### Goal
Please locate each line of the data below that contains the word "trim", and copy those lines out in full.

### Records for processing
————————
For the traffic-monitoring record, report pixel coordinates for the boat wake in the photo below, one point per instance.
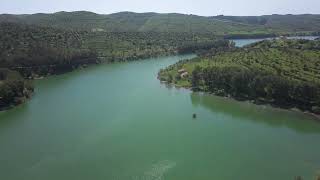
(158, 170)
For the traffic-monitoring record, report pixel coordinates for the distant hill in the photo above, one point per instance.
(172, 22)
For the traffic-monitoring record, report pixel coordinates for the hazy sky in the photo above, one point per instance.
(199, 7)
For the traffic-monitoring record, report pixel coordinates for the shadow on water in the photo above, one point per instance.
(273, 117)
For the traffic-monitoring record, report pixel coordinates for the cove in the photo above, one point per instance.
(118, 122)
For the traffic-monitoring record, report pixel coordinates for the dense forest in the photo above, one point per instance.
(230, 26)
(44, 44)
(36, 51)
(281, 72)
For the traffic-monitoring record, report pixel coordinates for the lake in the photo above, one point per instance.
(243, 42)
(118, 122)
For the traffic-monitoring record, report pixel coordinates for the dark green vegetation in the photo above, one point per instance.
(253, 26)
(37, 51)
(284, 73)
(43, 44)
(43, 50)
(13, 88)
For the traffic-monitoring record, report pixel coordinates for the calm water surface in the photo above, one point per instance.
(243, 42)
(118, 122)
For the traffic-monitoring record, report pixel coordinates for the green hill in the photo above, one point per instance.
(172, 22)
(282, 72)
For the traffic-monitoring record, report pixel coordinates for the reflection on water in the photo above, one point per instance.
(244, 42)
(257, 113)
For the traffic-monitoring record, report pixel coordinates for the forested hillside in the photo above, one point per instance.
(281, 72)
(172, 22)
(42, 50)
(14, 89)
(31, 49)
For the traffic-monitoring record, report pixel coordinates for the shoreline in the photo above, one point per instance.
(293, 109)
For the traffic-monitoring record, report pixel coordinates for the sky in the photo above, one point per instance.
(198, 7)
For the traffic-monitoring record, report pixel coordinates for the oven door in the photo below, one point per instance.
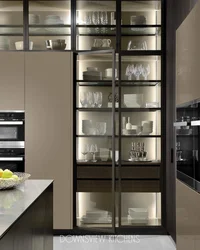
(14, 164)
(11, 131)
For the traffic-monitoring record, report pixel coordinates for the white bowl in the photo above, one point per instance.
(20, 45)
(133, 100)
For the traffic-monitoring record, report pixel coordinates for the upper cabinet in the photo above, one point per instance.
(80, 25)
(11, 24)
(12, 81)
(49, 25)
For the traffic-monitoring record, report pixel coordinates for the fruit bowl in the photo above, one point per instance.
(8, 183)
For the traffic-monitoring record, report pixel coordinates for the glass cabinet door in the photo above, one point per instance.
(95, 25)
(96, 142)
(50, 25)
(141, 29)
(11, 25)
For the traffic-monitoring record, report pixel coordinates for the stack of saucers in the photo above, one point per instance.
(4, 43)
(138, 215)
(34, 19)
(53, 20)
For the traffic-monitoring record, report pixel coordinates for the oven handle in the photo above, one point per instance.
(11, 122)
(11, 158)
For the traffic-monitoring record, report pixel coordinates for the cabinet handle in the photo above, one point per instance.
(172, 155)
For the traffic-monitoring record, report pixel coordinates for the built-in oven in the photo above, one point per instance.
(12, 141)
(12, 126)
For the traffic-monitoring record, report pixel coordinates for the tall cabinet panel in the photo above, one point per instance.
(12, 81)
(48, 136)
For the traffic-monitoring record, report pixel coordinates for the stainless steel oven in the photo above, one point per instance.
(12, 140)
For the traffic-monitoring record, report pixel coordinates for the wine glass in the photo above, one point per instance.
(104, 20)
(93, 151)
(137, 71)
(128, 72)
(88, 20)
(99, 99)
(83, 99)
(146, 71)
(96, 19)
(90, 99)
(85, 151)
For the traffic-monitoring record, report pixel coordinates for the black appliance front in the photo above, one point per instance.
(12, 126)
(12, 159)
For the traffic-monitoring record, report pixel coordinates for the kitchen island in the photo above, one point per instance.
(26, 216)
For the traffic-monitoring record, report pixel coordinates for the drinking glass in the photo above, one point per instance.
(93, 151)
(85, 151)
(129, 71)
(137, 71)
(99, 99)
(146, 71)
(101, 128)
(88, 20)
(134, 45)
(96, 19)
(83, 99)
(90, 99)
(104, 20)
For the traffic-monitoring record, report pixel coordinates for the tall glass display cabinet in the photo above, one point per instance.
(119, 103)
(119, 162)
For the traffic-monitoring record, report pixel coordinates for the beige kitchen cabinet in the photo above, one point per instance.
(12, 80)
(48, 129)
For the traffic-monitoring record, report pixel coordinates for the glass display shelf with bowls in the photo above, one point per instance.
(50, 25)
(95, 25)
(11, 24)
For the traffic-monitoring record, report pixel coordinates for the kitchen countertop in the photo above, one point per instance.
(13, 203)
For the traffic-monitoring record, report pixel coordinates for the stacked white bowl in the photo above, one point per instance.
(34, 19)
(53, 20)
(96, 216)
(133, 100)
(147, 127)
(4, 43)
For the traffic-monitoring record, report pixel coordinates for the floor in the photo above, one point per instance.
(114, 243)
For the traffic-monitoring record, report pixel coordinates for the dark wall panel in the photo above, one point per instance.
(176, 12)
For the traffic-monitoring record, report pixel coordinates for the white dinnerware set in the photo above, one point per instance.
(106, 154)
(93, 128)
(138, 215)
(4, 43)
(133, 100)
(91, 99)
(146, 127)
(134, 72)
(96, 217)
(89, 149)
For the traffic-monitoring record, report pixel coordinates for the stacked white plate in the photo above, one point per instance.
(34, 19)
(92, 74)
(96, 217)
(133, 100)
(4, 43)
(138, 215)
(147, 127)
(53, 20)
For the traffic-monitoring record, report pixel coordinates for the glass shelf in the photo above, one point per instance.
(13, 30)
(116, 109)
(144, 30)
(49, 30)
(93, 30)
(124, 83)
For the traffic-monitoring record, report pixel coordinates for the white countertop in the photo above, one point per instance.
(16, 201)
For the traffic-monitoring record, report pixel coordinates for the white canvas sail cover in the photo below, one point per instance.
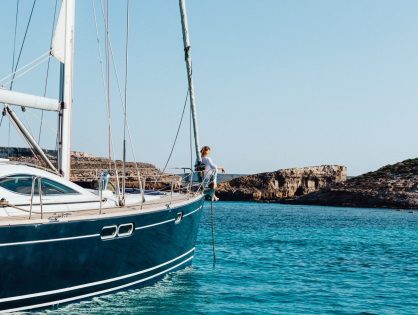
(58, 42)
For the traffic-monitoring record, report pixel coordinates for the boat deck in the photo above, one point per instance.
(162, 203)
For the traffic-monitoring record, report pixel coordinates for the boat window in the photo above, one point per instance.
(125, 229)
(22, 184)
(109, 232)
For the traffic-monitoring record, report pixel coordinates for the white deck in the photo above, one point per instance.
(84, 204)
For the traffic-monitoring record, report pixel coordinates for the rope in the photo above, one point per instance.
(177, 134)
(125, 102)
(119, 91)
(13, 65)
(212, 215)
(31, 65)
(47, 70)
(23, 41)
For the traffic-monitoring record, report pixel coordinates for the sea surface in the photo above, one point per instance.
(284, 259)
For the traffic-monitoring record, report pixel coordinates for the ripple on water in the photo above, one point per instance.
(281, 259)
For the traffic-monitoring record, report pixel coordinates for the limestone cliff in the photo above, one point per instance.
(86, 168)
(392, 186)
(282, 184)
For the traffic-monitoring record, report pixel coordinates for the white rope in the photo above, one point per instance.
(33, 64)
(104, 86)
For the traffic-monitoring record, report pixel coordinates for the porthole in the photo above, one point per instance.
(108, 232)
(179, 217)
(125, 229)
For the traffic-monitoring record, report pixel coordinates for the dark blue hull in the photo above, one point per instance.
(55, 263)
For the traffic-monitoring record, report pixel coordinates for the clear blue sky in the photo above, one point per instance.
(278, 83)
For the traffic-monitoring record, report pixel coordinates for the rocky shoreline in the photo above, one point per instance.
(392, 186)
(86, 168)
(282, 184)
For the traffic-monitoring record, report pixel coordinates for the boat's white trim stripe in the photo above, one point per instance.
(192, 212)
(98, 292)
(27, 296)
(50, 240)
(155, 224)
(91, 235)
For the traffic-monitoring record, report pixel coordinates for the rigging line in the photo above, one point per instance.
(35, 65)
(175, 139)
(42, 56)
(23, 41)
(125, 103)
(100, 53)
(47, 69)
(122, 102)
(108, 74)
(13, 65)
(110, 141)
(190, 139)
(27, 142)
(15, 35)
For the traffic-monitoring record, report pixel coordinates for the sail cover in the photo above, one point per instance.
(58, 42)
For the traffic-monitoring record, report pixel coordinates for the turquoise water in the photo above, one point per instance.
(281, 259)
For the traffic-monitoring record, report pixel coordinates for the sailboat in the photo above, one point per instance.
(60, 242)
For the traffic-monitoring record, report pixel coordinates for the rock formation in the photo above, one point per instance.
(282, 184)
(86, 168)
(392, 186)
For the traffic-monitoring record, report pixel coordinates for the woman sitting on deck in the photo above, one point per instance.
(210, 170)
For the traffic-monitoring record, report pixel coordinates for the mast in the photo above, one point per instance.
(188, 59)
(66, 91)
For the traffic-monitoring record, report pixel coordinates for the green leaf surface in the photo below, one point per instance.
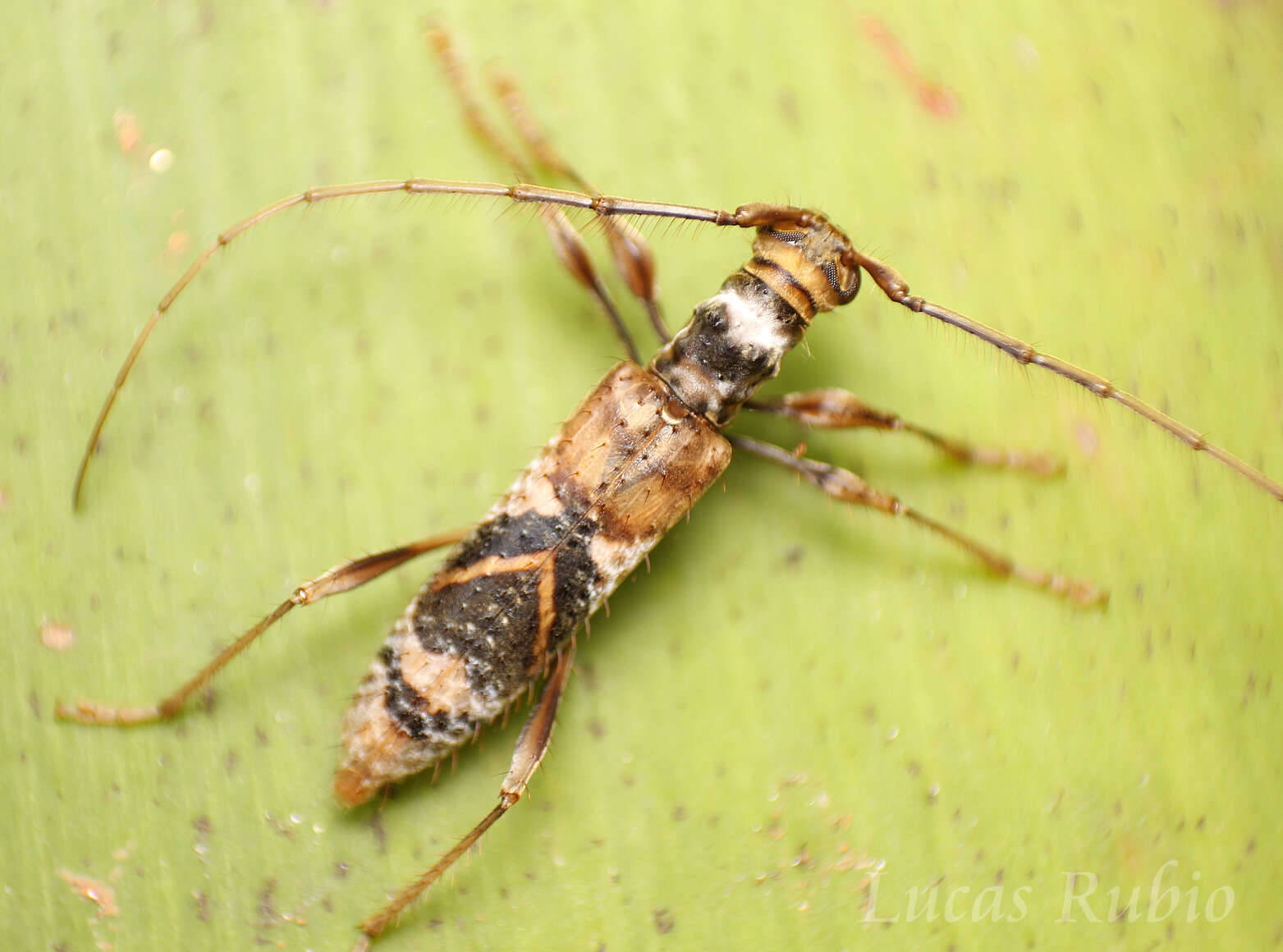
(798, 710)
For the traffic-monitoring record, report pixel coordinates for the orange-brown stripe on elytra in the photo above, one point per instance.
(439, 679)
(490, 565)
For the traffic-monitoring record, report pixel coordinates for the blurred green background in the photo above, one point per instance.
(795, 698)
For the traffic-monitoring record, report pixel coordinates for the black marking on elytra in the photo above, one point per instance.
(493, 620)
(410, 711)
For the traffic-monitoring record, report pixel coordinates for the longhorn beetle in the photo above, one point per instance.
(648, 441)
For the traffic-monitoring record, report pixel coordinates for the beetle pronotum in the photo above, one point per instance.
(503, 610)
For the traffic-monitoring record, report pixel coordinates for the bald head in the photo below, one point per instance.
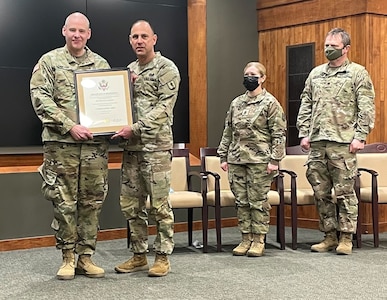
(77, 32)
(77, 17)
(143, 39)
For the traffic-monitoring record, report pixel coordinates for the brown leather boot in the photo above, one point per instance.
(161, 267)
(244, 245)
(329, 243)
(85, 266)
(345, 244)
(67, 269)
(257, 246)
(137, 263)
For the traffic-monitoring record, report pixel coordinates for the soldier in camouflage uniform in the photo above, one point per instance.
(336, 114)
(252, 145)
(75, 163)
(147, 157)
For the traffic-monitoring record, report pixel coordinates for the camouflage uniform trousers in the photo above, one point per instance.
(148, 174)
(250, 184)
(75, 179)
(331, 165)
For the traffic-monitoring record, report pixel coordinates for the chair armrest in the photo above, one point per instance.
(191, 175)
(372, 172)
(374, 183)
(291, 173)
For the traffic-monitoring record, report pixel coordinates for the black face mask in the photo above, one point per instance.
(250, 82)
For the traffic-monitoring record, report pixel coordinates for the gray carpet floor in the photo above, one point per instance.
(279, 274)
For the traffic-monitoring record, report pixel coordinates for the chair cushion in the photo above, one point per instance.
(304, 197)
(366, 194)
(213, 165)
(226, 198)
(179, 174)
(185, 199)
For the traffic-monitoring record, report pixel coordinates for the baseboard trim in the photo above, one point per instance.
(103, 235)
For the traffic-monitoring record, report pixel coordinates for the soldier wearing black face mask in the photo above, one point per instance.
(337, 113)
(252, 145)
(250, 82)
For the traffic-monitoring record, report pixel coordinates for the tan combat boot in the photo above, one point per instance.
(257, 246)
(85, 266)
(329, 243)
(244, 246)
(137, 263)
(67, 269)
(161, 267)
(345, 244)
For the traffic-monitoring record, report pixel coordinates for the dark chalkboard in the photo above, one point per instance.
(29, 29)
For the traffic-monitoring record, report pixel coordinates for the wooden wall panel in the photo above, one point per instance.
(275, 14)
(368, 47)
(197, 70)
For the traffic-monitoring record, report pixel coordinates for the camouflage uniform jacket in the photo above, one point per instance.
(337, 104)
(154, 96)
(53, 92)
(255, 131)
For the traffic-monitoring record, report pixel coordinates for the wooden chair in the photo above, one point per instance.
(297, 190)
(216, 193)
(182, 195)
(371, 184)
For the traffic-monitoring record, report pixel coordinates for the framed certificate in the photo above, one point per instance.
(104, 100)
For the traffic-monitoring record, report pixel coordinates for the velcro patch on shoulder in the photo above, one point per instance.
(37, 66)
(171, 85)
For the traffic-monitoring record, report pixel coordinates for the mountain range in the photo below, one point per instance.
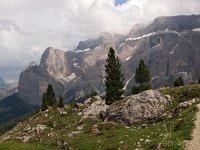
————————
### Full output
For the traffic-monitoring record, report pixel coordinates for the boat's white trim stripe in the photo above, one point per instance.
For the traffic-monitoring record, report pixel coordinates for the baseboard trim in the photo above, one point per instance.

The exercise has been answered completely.